▸ Selected text:

Cannabis ruderalis is a non-psychoactive plant of the genus Cannabis in the family Cannabaceae. Cannabis ruderalis originates from Russia and East-Central Europe. The distinctive traits of cannabis ruderalis describe a small sized plant with low-THC content and non-photoperiodic flowering traits when grown from seed.
Cannabis ruderalis develops into a smaller plant than cannabis sativa or cannabis indica species, rarely growing over two feet in height. The leaves of cannabis ruderalis are a thick, indica-like quality with often only 3 “finger” leaflets. The stems, stalks and petioles of ruderalis plants are thin and fibrous. The buds are moderately sized with ranging density.
In 1924, the botanist D. E. Janischewsky identified the species Cannabis ruderalis in Russia, describing the visible dissimilarities in growth structure, traits and seeds from other cannabis species. Researchers are not exactly sure whether or not to classify cannabis ruderalis as its own species of cannabis, or rather a subspecies of cannabis sativa.

(Region pointing data)
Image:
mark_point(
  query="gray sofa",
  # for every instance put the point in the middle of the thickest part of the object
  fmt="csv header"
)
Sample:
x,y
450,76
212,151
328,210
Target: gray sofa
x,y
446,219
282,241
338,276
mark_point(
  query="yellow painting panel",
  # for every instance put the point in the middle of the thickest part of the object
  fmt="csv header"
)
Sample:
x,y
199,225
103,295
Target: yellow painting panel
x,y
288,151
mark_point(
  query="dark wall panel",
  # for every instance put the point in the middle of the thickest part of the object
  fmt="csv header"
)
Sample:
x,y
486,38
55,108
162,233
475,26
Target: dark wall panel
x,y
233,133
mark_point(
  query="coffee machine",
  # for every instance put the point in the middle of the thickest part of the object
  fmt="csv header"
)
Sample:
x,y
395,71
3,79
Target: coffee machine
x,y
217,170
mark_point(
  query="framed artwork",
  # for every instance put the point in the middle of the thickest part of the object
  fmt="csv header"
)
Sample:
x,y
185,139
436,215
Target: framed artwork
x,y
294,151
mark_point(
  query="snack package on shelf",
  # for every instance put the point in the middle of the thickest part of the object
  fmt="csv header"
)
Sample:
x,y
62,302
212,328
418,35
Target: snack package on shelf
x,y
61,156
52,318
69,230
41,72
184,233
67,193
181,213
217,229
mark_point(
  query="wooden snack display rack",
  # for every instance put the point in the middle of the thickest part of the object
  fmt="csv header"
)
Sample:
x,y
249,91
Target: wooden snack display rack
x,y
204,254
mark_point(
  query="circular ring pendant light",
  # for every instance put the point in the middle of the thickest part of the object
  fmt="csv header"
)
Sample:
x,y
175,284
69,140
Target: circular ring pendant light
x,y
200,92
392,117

▸ Instructions:
a) How would you say "Cannabis ruderalis originates from Russia and East-Central Europe." in Spanish, as it appears in the passage on Cannabis ruderalis?
b) According to the passage on Cannabis ruderalis, who identified the species in Russia in 1924?
c) Continue the passage on Cannabis ruderalis from its final sentence.

▸ Your responses:
a) Cannabis ruderalis es originaria de Rusia y de Europa centro-oriental.

b) The botanist D. E. Janischewsky.

c)
Wild cannabis ruderalis plants are often found in areas where hemp cultivation previously took place. In the 1800’s Russia was considered one the largest producers of hemp in the world. Researchers speculate the genetics of Russian hemp may be the true origin of the cannabis ruderalis species, as similar populations are seen growing feral in Central-Eastern European countries. In North America, cannabis ruderalis can be found growing sporadically throughout the mid-western United States and Canada.
The word “ruderalis” is of Latin origin and refers to a “ruderal species” which are the first plants to colonize land after an incident.
Cannabis ruderalis is unique from the other cannabis species, as it does not depend on light to dictate its life cycle. Photoperiodism is the response of an organism to seasonal changes in day length. Cannabis sativa and cannabis indica species are both photoperiodic, while cannabis ruderalis is not photoperiodic, allowing the plant to flower in a range of lighting environments.
During the early growth cycles, cannabis ruderalis plants grow in a lively manner with a sparse “weedy” structure. Cannabis cultivators often crossbreed cannabis ruderalis plants with cannabis indica/sativa species to increase potency and growth characteristics in the next generation.
Cannabis ruderalis genetics have an internal time-clock mechanism that tells the plant when it’s time to start flowering (or producing pollen in the case of a male plant), to become ready to harvest. As early as only two months from germinated seed, the cannabis ruderalis plant may finish its short life-cycle.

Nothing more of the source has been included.